** Opening RECORDS block **
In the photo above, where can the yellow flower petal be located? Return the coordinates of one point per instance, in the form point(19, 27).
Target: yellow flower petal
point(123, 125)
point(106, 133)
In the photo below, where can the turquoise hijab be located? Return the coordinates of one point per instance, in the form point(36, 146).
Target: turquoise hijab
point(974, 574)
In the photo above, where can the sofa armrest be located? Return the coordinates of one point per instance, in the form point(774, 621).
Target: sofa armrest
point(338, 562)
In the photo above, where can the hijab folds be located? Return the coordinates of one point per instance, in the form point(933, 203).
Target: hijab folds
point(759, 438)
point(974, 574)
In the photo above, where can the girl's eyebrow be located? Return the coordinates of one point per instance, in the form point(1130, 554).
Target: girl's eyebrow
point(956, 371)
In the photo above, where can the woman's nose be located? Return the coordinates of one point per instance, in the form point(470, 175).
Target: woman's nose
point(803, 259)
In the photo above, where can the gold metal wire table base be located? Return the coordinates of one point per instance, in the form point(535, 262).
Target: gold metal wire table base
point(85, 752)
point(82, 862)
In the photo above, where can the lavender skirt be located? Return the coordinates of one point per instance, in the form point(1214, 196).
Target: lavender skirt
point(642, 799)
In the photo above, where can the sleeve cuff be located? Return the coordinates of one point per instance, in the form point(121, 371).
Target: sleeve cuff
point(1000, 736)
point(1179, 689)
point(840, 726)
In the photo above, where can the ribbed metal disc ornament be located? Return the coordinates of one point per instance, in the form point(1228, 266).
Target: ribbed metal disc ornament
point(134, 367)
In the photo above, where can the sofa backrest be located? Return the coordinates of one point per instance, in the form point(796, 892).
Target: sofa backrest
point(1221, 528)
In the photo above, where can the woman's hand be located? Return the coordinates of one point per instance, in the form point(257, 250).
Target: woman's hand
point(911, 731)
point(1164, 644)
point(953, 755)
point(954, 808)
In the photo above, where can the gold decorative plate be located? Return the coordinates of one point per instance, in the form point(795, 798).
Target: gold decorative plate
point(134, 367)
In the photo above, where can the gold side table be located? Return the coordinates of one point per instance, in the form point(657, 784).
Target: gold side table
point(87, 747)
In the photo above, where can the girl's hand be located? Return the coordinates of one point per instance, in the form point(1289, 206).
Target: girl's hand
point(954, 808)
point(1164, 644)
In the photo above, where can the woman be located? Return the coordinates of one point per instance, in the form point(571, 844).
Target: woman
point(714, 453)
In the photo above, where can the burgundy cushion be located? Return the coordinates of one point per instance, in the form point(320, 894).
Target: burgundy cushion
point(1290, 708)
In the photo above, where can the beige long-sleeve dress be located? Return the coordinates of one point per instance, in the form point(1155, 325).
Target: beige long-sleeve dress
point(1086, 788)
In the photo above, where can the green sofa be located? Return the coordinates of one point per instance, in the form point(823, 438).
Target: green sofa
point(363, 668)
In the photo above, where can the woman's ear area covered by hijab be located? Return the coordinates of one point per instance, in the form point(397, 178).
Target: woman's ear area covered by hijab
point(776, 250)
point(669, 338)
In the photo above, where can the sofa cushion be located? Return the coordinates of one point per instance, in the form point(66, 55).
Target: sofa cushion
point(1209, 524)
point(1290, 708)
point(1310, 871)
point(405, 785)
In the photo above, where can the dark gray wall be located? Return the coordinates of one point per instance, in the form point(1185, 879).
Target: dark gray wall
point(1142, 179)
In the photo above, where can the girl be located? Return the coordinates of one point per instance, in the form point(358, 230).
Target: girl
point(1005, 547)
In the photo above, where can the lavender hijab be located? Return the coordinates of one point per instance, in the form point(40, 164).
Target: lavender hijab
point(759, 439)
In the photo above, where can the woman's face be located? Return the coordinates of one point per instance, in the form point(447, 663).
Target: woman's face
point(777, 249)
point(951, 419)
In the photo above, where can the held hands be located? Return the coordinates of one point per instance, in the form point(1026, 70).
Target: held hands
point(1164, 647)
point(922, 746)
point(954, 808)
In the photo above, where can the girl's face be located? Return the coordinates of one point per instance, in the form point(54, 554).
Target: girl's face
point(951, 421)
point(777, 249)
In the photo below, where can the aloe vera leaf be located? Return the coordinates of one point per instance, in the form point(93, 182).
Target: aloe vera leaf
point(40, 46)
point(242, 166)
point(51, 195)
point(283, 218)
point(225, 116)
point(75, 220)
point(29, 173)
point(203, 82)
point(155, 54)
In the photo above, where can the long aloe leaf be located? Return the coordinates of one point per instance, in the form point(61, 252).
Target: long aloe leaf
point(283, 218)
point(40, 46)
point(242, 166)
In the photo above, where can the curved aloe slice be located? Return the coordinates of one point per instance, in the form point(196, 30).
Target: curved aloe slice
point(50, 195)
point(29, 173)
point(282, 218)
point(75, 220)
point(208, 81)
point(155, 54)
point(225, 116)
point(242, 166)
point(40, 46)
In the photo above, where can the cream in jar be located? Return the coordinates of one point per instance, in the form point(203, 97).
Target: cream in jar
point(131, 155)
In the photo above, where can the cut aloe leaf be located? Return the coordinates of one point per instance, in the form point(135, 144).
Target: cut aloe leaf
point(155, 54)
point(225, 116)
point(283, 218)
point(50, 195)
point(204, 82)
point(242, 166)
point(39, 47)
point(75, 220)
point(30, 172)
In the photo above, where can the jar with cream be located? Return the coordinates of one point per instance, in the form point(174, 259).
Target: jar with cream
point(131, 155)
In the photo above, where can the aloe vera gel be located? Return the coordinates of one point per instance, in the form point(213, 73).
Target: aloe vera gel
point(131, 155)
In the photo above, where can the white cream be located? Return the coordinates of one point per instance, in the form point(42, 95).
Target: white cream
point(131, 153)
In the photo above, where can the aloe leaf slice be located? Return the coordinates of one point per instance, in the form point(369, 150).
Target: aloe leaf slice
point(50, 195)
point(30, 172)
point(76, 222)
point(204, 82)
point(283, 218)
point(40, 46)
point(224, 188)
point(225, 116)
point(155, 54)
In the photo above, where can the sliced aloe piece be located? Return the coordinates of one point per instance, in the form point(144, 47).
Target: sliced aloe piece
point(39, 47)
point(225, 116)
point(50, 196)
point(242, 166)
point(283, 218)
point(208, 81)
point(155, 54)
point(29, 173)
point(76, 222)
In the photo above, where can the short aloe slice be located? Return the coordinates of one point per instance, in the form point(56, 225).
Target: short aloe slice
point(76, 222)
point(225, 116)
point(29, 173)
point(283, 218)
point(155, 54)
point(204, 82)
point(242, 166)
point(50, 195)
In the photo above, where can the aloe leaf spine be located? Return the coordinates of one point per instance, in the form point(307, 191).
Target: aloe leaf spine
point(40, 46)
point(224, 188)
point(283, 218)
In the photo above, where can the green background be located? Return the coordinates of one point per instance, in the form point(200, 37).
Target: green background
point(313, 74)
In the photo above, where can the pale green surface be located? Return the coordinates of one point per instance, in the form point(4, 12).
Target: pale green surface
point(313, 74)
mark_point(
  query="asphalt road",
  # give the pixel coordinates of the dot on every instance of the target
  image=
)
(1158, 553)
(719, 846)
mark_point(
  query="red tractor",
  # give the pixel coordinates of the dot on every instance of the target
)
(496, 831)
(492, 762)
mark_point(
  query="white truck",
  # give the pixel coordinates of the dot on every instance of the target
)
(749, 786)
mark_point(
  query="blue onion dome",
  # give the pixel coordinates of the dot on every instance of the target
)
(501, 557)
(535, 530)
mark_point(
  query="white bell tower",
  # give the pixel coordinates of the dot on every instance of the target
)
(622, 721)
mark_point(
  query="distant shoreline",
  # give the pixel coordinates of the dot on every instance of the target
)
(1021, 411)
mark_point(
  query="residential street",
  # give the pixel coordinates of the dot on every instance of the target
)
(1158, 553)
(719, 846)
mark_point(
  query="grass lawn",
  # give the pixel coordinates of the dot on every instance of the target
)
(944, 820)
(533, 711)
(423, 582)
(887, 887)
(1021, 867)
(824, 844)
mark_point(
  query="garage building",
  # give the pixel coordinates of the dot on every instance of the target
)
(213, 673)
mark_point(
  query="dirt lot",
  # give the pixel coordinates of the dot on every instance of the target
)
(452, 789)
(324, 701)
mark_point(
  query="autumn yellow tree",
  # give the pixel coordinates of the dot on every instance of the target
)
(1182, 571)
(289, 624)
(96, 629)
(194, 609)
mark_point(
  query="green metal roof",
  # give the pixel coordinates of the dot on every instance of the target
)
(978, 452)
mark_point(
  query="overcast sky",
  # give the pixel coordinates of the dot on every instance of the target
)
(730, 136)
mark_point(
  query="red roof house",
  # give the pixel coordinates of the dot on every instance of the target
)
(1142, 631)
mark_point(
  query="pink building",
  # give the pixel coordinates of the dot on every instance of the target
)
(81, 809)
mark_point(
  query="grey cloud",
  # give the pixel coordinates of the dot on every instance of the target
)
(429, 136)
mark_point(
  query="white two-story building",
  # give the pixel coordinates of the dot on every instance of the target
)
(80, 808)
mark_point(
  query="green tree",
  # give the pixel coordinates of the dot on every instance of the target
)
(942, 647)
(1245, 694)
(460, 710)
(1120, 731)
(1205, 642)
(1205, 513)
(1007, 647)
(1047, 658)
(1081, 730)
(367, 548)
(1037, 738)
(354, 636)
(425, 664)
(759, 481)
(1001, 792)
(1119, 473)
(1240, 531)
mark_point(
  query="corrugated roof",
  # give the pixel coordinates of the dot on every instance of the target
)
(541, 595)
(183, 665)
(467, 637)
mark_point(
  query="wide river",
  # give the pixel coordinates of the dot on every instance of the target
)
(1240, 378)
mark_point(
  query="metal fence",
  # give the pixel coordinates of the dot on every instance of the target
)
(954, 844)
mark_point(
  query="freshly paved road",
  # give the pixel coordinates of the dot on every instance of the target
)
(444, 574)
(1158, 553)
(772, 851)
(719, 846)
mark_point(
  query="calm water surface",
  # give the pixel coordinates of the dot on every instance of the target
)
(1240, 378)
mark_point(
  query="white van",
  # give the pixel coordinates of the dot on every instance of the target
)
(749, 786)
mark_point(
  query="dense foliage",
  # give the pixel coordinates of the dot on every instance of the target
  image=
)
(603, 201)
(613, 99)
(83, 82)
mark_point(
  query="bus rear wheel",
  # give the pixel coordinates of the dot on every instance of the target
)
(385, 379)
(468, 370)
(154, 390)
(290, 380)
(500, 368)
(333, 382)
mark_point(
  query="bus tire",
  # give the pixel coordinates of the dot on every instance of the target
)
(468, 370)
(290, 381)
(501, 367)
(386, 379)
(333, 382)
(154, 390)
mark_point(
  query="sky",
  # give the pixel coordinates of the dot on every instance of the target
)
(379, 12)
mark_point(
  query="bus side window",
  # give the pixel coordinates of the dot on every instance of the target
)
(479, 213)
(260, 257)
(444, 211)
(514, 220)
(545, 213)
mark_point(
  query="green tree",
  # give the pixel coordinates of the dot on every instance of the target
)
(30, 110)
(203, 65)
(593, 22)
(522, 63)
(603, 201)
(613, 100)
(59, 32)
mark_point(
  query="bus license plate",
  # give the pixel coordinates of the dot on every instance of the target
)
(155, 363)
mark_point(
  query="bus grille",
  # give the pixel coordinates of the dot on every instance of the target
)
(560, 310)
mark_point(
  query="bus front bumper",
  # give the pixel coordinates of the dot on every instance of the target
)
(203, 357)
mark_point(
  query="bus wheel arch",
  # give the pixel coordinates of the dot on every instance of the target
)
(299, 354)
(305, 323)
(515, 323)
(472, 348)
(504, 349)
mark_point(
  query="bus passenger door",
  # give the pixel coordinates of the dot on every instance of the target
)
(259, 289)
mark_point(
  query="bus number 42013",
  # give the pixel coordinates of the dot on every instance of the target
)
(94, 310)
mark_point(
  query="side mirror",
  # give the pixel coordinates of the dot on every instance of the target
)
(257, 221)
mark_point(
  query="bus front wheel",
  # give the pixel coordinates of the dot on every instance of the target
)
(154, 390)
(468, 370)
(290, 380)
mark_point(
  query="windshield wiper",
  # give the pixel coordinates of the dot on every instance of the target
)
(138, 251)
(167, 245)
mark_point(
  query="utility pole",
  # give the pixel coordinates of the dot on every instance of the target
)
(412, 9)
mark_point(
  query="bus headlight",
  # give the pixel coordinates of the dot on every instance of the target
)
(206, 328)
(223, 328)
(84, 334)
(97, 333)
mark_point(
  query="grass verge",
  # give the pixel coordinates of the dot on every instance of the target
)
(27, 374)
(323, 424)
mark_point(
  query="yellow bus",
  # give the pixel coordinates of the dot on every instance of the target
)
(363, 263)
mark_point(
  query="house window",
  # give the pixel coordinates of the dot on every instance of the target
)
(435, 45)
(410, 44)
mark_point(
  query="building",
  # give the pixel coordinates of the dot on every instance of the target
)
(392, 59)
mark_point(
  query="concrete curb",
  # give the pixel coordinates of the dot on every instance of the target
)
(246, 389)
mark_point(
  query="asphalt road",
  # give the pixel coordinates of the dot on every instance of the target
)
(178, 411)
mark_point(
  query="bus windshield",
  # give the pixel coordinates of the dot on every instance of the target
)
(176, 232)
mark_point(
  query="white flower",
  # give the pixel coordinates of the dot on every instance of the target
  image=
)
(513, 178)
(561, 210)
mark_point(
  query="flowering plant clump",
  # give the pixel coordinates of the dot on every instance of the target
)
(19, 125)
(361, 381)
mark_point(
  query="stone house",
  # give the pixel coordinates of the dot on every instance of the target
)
** Closing RECORDS block **
- **EXERCISE DESCRIPTION**
Show all lines in the entries above where the word "wheel" appears.

- **ANSWER TO THIS PROBLEM**
  query="bus rear wheel",
  query="bus wheel arch",
  query="bus front wheel",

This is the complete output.